## Excerto selecionado
De hooligans do futebol à alta costura

Fundada em 1982 na cidade de Ravarino, no norte da Itália, pelo designer Massimo Osti, a Stone Island é conhecida pela sua expertise em tingimento de vestuário e tecidos técnicos, visíveis em produtos como os seus casacos termossensíveis, que mudam de cor em resposta à temperatura. As suas roupas não são baratas — um casaco de nylon com capuz custa 1075 dólares —, mas o seu investimento em inovação de materiais e apreciação (e capacidade de se entrelaçar com) a cultura moderna contribuiu para a sua popularidade duradoura.

Propriedade do Grupo Moncler, a marca tem traçado um caminho a seguir sob a liderança do CEO Robert Triefus, que ingressou na empresa em maio de 2023, vindo da Gucci. Embora as receitas da Stone Island em 2024 tenham sido de € 401,6 milhões, uma queda de 1% em relação ao ano anterior, o sentimento em torno da marca tem sido amplamente positivo, graças ao seu posicionamento inteligente e aos laços significativos com subculturas em todo o mundo.

O vocalista do Oasis, Liam Gallagher, atuou no palco principal do Festival de Leeds de 2017 com um casaco da Stone Island (Andrew Benge/Redferns/Getty Images)

Tomemos como exemplo a campanha publicitária lançada em setembro de 2024 com o vocalista do Oasis, Liam Gallagher, habilmente sincronizada com o anúncio da reunião da banda e o estatuto de Gallagher como fã de longa data. (O cantor, que recebeu a sua primeira parka Stone Island aos 7 anos, levou os seus casacos da marca em digressão em 2017, mas foram roubados.) A iniciativa de marketing do outono passado colocou a Stone Island no Lyst Index, um relatório trimestral que classifica as marcas e produtos mais badalados da moda.

Atualmente, a marca conta com fãs tão variados como o ator Jason Statham, os cineastas Steven Spielberg e Spike Lee, os rappers Drake, Kano e Dave, o jogador de futebol Erling Haaland, o campeão de boxe peso pesado Oleksandr Usyk e até mesmo o primeiro-ministro britânico Keir Starmer. A sua base de fãs femininas também está a crescer e inclui a estrela pop Dua Lipa e a DJ e compositora Peggy Gou.

## Dados fornecidos
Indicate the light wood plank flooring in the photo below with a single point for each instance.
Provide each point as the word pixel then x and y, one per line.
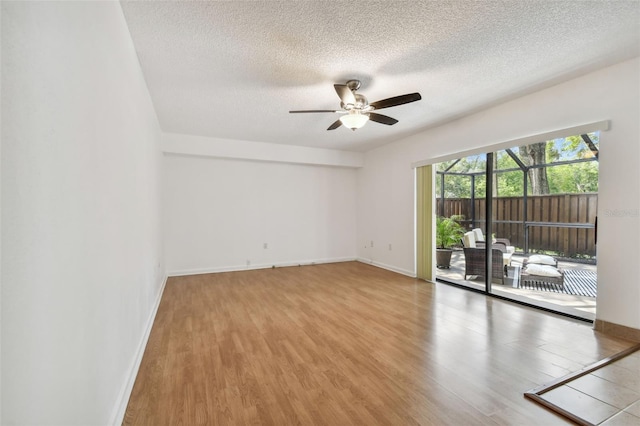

## Tarefas a realizar
- A) Responda às seguintes perguntas com base no excerto sobre a Stone Island:
(i) Em que ano e em que cidade foi fundada a marca?
(ii) De que empresa veio Robert Triefus quando ingressou na marca?
(iii) Com que idade Liam Gallagher recebeu a sua primeira parka Stone Island?
- B) Extraia do excerto sobre a Stone Island, sem qualquer alteração, o trecho que vai de "De hooligans do" a "sua popularidade duradoura.".
As linhas acima não são necessárias para a resolução.

## Resultados por tarefa
- A)
(i) Em 1982, em Ravarino.
(ii) Da Gucci.
(iii) Aos 7 anos.

- B)
De hooligans do futebol à alta costura

Fundada em 1982 na cidade de Ravarino, no norte da Itália, pelo designer Massimo Osti, a Stone Island é conhecida pela sua expertise em tingimento de vestuário e tecidos técnicos, visíveis em produtos como os seus casacos termossensíveis, que mudam de cor em resposta à temperatura. As suas roupas não são baratas — um casaco de nylon com capuz custa 1075 dólares —, mas o seu investimento em inovação de materiais e apreciação (e capacidade de se entrelaçar com) a cultura moderna contribuiu para a sua popularidade duradoura.